● Text block:
>>>

The assembler also provides support for locally changing the numbers' allocation pointer, on a per-assembler-line basis. This is useful when most of the immediate numeric constants in a program have a common format (precision, etc), while several constants need a special format. In this case there will be one segment that will contain most of the immediate constants, and one (or more) segments that will store the special-format immediate constants. The syntax that allows to locally specify an allocation segment is formed by preceding the actual constant with the segment name:

   %Segment Constant

Example

   .seg %GeneralConstSeg [0x00 0xdf]
   .seg %SpecialConstSeg0 [0xe0 0xef]
   .seg %SpecialConstSeg1 [0xf0 0xff]

   .num %GeneralConstSeg

   lda r0,100               ;place 100 at address 0x00
   lda r1,%SpecialConstSeg0 101 ;place 101 at address 0xe0
   lda r2,102               ;place 102 at address 0x01
   lda r3,%SpecialConstSeg1 103 ;place 103 at address 0xf0
   lda r4,104               ;place 104 at address 0x02
   lda r5,%SpecialConstSeg0 105 ;place 105 at addess 0xe1

Remark 1

The assembler detects constants allocation collisions. Whenever an attempt is made to place a constant at a ConstantsROM address that has already been allocated, an error message is issued.

Remark 2

Given the above description of the .num directive, the complete syntax is:

   .num %Segment <@Address>

The .cst directive

The .cst directive is used to explicitly declare constants that do not (directly) appear as instruction arguments. Its main uses are to declare isolated constants at specific memory locations and to declare constants tables. The .cst syntax is (the <…> designates optional fields):

   .cst <%Segment> <@Address:> <Name> = <Value>

The %Segment field has a similar meaning as in the case of the .num directive: it specifies the segment in which the constants explicitly declared with the .cst directive will be placed, starting with the current .cst line. Following (and including) this directive the Segment becomes the "current" segment for explicit constants allocation.

<<<

● What this task involves: According to the assembler documentation above, what does the assembler do when a constant is placed at a ConstantsROM address that is already allocated?

● Given material:
>>>

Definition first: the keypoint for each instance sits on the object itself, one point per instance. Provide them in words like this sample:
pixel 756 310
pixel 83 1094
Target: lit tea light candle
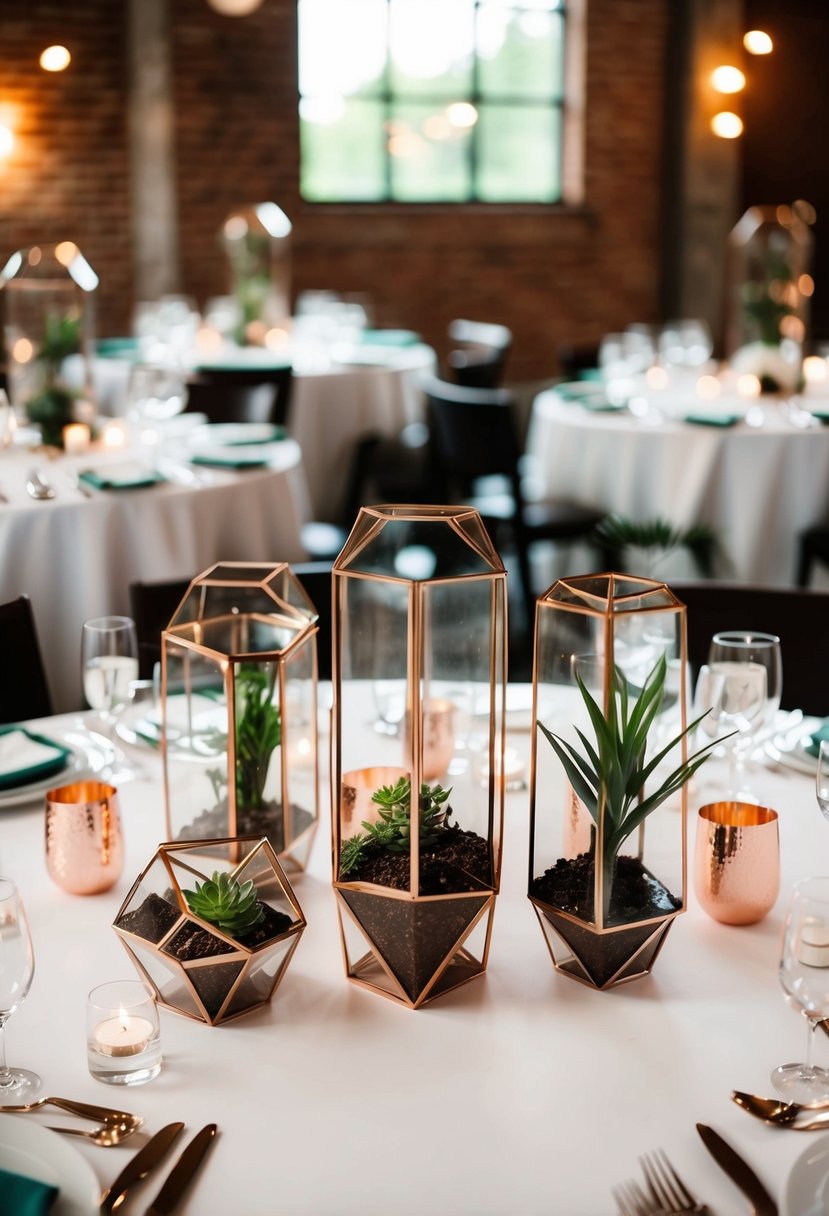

<<<

● Solved problem: It issues an error message.